## STORED DATA
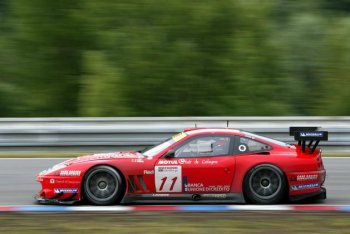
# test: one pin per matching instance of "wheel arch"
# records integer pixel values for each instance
(122, 176)
(264, 164)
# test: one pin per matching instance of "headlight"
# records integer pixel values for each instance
(52, 169)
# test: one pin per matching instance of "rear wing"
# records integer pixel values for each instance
(311, 134)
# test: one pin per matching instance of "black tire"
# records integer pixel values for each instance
(264, 184)
(102, 186)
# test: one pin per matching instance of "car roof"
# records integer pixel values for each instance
(199, 131)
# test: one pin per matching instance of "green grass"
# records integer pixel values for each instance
(170, 222)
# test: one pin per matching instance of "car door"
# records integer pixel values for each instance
(202, 164)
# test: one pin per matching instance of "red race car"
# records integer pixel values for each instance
(198, 166)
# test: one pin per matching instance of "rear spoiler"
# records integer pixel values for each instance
(311, 134)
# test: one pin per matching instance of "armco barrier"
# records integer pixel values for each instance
(105, 134)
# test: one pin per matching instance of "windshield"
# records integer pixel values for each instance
(163, 145)
(267, 139)
(158, 148)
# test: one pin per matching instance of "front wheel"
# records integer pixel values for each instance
(102, 186)
(265, 184)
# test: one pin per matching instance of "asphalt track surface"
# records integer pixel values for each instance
(18, 185)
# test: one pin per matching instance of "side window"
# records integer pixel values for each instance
(246, 145)
(204, 146)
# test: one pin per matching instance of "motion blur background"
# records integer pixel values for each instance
(174, 58)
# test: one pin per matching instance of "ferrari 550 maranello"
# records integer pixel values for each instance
(197, 166)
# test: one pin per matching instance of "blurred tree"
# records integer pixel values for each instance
(48, 38)
(179, 58)
(203, 58)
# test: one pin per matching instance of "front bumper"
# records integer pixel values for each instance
(55, 200)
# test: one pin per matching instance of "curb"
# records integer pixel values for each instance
(180, 208)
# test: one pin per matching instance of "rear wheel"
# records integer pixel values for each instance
(265, 184)
(102, 186)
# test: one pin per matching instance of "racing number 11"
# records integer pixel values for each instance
(172, 183)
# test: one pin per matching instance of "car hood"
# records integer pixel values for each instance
(104, 156)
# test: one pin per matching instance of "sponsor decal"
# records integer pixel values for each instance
(307, 177)
(148, 172)
(116, 155)
(168, 162)
(199, 187)
(305, 186)
(66, 190)
(209, 162)
(218, 188)
(185, 161)
(242, 148)
(160, 195)
(57, 181)
(179, 136)
(215, 196)
(311, 134)
(137, 160)
(168, 178)
(69, 173)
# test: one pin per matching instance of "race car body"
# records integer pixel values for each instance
(196, 165)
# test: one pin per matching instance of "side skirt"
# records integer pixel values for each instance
(165, 198)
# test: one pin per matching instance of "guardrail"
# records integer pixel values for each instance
(106, 134)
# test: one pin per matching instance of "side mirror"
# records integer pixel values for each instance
(170, 154)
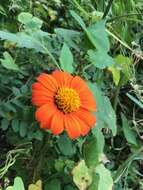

## WHAT NEEDS TO BE DONE
List each line in the data above that contains the string "race".

## THE RESPONSE
# test: one pin per matching instance of "red race car"
# test: one pin per matching instance of "race car body"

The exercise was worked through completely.